### Provided information ###
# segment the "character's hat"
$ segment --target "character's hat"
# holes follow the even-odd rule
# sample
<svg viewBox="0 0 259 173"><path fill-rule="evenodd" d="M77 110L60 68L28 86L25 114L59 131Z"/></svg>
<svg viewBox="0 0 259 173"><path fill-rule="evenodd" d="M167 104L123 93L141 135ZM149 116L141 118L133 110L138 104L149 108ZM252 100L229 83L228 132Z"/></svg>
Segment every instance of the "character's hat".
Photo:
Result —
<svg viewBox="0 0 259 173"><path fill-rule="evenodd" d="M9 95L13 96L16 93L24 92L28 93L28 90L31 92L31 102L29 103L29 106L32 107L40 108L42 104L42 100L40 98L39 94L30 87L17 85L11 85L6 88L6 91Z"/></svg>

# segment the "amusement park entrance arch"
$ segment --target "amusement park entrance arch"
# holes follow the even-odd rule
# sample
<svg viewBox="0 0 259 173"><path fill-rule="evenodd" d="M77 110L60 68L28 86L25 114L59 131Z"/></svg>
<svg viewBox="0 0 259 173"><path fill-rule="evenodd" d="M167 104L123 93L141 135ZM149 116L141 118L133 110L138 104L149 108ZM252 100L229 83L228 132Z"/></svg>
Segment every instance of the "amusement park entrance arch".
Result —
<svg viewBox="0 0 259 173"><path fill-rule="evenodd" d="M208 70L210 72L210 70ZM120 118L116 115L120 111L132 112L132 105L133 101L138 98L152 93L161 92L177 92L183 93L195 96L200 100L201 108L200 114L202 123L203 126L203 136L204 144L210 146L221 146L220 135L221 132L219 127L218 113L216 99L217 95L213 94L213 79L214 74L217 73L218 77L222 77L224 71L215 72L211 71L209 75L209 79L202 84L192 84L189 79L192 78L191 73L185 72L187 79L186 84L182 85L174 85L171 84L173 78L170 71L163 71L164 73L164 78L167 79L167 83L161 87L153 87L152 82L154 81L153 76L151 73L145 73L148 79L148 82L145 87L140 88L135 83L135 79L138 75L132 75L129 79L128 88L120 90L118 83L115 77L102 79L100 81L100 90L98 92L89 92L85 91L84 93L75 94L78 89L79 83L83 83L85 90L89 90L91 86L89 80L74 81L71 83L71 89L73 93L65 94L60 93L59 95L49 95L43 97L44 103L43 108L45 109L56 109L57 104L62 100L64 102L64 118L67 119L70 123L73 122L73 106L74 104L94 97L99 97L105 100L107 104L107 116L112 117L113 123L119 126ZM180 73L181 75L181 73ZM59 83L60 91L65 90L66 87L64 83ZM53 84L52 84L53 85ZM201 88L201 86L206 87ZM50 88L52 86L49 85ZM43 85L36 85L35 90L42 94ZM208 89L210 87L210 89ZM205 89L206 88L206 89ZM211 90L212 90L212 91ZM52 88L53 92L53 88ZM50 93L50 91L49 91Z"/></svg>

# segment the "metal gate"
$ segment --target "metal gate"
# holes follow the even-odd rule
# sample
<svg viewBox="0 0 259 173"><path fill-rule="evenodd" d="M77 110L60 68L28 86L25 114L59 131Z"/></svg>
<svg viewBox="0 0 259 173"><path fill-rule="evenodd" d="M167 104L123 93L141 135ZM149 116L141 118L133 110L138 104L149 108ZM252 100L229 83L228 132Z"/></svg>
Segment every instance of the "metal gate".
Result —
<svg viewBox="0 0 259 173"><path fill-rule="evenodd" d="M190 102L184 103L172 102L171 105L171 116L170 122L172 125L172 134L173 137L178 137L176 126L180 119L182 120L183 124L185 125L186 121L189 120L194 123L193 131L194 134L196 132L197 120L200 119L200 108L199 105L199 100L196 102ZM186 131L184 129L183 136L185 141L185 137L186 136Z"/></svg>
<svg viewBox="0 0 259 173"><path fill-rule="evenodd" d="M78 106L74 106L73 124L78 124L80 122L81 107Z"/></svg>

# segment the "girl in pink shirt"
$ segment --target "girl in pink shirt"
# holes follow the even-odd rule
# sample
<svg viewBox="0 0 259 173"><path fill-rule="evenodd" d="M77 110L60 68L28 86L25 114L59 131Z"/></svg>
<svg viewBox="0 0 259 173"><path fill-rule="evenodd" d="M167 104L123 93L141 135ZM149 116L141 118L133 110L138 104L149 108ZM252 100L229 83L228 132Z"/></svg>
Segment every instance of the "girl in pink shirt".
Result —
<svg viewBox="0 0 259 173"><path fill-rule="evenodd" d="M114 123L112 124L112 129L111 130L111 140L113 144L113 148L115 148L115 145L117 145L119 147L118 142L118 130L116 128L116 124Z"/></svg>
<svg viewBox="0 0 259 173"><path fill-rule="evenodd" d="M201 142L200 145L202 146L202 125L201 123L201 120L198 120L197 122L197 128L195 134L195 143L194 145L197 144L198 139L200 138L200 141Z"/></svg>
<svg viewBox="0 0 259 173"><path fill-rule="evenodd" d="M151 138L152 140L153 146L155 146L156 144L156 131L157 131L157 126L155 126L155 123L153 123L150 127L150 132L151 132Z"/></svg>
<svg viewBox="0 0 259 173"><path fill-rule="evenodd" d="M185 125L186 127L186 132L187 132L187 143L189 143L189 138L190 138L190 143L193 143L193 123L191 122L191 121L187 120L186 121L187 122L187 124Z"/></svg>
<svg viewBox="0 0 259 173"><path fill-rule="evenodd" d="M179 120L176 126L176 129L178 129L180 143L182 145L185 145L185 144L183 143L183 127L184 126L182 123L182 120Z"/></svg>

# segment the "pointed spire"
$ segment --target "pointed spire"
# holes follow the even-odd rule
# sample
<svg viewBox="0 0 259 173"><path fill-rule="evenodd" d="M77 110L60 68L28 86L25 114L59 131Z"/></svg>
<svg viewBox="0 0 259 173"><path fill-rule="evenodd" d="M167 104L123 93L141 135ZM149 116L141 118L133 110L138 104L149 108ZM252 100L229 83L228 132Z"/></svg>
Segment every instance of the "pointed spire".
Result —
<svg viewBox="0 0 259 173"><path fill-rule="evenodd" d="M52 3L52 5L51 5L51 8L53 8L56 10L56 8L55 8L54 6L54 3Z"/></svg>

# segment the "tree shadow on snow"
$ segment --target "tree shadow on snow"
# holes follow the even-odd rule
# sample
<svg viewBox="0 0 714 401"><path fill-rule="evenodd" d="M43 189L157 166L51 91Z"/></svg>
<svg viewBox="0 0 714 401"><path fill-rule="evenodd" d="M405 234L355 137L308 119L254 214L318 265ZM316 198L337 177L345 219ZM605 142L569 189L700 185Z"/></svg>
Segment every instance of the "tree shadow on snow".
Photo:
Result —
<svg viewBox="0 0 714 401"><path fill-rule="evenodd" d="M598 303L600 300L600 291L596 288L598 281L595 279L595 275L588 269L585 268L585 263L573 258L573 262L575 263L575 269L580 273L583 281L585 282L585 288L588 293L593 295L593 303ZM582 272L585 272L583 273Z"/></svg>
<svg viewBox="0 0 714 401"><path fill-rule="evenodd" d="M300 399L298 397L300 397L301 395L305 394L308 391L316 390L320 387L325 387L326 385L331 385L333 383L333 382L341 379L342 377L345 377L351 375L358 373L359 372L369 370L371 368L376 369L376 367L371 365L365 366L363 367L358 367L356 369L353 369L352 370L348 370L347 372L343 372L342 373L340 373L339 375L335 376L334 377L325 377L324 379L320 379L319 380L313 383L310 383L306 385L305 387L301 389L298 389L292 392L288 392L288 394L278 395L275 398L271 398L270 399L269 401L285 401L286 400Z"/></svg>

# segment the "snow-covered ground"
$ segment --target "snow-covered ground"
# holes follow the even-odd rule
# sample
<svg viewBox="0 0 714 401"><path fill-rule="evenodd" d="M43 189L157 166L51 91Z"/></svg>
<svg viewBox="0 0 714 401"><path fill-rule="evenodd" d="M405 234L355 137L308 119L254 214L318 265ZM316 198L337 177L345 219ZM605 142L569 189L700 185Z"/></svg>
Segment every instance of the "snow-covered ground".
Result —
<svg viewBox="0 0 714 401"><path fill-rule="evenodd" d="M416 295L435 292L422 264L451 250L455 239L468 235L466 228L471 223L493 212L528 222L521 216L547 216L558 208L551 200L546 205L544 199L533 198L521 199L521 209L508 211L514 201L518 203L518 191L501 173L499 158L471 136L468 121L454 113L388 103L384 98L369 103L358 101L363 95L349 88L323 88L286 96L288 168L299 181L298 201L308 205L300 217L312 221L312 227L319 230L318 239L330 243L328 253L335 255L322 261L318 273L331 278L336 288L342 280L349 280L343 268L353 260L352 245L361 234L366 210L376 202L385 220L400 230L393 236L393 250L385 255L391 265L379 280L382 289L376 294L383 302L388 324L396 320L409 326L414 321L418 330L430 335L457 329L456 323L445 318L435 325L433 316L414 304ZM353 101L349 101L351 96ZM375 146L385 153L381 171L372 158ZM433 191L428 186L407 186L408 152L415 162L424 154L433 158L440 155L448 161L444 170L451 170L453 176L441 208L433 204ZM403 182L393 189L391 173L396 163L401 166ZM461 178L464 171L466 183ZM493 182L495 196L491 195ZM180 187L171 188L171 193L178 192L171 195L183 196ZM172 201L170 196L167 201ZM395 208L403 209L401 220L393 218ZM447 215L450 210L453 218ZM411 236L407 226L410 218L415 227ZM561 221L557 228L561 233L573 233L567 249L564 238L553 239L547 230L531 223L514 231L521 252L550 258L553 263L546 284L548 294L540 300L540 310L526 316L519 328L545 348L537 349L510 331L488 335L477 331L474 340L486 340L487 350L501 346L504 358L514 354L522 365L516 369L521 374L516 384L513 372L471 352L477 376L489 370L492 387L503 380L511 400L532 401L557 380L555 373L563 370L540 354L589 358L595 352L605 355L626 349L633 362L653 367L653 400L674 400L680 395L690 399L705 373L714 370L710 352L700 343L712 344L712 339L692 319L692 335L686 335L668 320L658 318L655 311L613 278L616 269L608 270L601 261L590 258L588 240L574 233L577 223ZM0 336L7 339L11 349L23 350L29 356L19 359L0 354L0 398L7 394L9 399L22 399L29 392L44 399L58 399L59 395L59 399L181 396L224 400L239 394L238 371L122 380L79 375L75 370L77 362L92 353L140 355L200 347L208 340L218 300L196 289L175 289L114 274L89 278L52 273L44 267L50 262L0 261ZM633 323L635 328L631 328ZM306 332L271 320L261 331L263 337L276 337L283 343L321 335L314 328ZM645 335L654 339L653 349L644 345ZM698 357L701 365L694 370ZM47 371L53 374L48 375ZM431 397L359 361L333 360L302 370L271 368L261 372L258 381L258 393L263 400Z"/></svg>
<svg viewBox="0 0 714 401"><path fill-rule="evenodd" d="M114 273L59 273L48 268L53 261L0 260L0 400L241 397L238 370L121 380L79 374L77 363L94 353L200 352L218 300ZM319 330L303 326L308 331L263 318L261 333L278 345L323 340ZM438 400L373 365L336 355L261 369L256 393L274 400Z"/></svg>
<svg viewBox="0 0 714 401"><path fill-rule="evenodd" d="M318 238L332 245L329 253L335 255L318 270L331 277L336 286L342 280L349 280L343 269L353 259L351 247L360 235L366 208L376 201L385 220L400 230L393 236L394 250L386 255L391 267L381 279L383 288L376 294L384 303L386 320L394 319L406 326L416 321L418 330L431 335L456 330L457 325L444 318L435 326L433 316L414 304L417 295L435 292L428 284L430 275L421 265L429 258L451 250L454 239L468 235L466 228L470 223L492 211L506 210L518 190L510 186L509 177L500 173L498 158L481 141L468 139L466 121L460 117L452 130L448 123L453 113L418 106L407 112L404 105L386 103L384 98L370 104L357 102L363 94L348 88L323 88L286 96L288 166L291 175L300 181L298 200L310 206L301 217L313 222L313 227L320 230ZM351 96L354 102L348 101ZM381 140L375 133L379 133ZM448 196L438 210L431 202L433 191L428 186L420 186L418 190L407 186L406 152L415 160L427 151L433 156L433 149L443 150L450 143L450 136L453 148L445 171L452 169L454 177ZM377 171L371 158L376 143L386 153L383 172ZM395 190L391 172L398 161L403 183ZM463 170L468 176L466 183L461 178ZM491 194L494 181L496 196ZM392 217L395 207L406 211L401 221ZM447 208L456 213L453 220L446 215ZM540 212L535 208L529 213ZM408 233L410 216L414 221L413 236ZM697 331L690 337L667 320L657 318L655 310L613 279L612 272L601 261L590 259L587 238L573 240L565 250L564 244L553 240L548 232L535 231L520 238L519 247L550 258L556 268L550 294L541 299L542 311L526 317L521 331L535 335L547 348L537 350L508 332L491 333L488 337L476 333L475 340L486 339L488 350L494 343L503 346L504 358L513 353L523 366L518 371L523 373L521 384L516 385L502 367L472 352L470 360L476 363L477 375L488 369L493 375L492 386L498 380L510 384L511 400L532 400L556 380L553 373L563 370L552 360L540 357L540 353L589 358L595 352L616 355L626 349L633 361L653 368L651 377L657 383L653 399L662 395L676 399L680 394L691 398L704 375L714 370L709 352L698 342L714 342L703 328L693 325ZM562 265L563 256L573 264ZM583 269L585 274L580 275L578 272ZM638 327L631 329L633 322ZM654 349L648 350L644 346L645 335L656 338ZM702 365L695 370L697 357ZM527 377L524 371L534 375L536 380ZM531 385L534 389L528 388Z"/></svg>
###
Directions for this task =>
Identify each line in the records that contains the string "every", and copy those lines in full.

Completed task =>
Segment every instance of the "character's hat".
Segment every instance of the "amusement park entrance arch".
Segment every instance of the "metal gate".
Segment every instance of the "girl in pink shirt".
Segment every instance of the "pointed spire".
Segment every instance of the "tree shadow on snow".
Segment every instance of the "snow-covered ground".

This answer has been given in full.